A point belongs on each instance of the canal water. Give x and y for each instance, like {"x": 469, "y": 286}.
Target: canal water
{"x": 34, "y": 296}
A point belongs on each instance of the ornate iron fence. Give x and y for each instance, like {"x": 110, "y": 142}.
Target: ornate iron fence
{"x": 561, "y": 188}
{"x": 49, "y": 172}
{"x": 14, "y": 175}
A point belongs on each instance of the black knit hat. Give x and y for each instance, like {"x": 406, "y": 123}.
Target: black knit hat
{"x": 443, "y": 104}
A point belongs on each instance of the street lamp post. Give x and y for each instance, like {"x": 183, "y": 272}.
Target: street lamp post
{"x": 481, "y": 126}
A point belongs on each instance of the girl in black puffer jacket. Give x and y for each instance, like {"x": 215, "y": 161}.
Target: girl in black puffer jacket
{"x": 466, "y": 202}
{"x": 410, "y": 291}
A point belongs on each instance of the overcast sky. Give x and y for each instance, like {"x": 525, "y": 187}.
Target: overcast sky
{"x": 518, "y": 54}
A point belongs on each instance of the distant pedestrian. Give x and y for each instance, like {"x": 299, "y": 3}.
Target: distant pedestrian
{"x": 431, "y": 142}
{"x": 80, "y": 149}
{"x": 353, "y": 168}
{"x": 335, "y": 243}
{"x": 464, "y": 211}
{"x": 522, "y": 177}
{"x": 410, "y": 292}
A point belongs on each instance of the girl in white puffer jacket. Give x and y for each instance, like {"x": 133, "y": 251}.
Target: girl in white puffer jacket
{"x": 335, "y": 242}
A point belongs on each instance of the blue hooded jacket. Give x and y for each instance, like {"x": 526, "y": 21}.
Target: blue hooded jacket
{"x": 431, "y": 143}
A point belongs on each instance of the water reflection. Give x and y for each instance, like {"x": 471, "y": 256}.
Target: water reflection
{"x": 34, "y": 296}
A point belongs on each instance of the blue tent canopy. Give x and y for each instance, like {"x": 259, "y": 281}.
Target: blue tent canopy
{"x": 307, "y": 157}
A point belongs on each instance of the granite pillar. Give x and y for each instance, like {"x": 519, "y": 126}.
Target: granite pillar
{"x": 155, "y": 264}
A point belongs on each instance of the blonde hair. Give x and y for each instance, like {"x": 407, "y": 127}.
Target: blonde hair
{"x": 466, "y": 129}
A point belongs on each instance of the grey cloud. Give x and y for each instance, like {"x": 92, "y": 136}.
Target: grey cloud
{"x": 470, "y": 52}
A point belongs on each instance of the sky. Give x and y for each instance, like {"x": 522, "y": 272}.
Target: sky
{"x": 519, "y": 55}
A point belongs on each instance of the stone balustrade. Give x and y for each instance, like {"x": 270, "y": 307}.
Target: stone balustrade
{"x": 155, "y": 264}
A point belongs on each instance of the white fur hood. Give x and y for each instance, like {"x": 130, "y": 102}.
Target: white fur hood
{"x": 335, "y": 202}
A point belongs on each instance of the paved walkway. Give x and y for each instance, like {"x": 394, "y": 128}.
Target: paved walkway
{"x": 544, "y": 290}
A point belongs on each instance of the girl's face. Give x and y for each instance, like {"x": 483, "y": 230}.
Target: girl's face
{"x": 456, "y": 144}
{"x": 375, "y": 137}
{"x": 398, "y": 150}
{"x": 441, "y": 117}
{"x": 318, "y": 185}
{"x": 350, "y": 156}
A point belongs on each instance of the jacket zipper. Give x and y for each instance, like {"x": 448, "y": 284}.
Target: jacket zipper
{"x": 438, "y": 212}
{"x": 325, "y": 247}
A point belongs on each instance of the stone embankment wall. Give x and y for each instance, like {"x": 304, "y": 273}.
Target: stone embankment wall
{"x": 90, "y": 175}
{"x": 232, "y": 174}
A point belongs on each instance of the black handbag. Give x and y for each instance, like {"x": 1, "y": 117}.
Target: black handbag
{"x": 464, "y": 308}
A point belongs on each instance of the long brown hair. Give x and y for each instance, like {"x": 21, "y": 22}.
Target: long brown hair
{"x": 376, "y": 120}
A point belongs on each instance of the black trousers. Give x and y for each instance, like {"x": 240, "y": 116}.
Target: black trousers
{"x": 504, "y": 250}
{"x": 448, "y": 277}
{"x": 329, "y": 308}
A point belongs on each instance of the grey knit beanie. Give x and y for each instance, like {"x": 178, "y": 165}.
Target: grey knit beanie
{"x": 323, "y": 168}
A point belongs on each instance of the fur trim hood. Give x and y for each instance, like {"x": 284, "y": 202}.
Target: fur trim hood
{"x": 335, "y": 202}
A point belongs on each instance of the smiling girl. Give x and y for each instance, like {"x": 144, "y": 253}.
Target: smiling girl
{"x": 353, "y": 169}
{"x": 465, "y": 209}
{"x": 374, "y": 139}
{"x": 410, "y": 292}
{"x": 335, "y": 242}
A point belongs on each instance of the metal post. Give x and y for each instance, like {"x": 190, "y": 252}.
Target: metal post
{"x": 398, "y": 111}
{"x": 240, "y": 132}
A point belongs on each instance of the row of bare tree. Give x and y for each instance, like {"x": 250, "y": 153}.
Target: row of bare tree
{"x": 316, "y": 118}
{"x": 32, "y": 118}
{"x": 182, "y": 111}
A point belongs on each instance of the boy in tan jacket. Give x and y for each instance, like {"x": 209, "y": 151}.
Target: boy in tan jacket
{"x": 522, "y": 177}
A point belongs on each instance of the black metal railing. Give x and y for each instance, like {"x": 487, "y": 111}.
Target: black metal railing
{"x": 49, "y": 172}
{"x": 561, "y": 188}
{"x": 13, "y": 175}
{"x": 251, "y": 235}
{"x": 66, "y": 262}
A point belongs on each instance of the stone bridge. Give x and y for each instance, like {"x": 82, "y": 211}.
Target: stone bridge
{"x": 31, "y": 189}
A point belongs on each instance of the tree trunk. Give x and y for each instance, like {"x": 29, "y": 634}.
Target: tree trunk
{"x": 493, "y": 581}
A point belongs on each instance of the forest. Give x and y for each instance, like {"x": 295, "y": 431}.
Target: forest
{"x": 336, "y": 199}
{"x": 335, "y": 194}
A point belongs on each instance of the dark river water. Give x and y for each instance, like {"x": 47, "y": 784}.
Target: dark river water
☆ ☆ ☆ ☆ ☆
● Directive:
In the listing above, find the line with "A point belongs on each instance of the boy" and set down that line and all after it exactly, through the final line.

● Exercise result:
A point belongs on each instance of the boy in tan jacket. Give x and y for each instance, like {"x": 209, "y": 151}.
Target: boy in tan jacket
{"x": 522, "y": 177}
A point belongs on each instance of the black metal railing. Give x and y for each instance, like {"x": 487, "y": 111}.
Target: black metal railing
{"x": 49, "y": 172}
{"x": 561, "y": 188}
{"x": 13, "y": 175}
{"x": 251, "y": 235}
{"x": 66, "y": 262}
A point belongs on each instance of the stone bridge. Give x and y for each instance, like {"x": 82, "y": 211}.
Target: stone bridge
{"x": 31, "y": 189}
A point belongs on each instance of the tree trunk. Give x and y for each instance, like {"x": 29, "y": 634}.
Target: tree trunk
{"x": 493, "y": 581}
A point belongs on each instance of the forest. Give x and y for each instance, like {"x": 295, "y": 431}.
Target: forest
{"x": 336, "y": 199}
{"x": 335, "y": 194}
A point belongs on each instance of the dark river water. Give x and y for each instance, like {"x": 47, "y": 784}.
Target: dark river water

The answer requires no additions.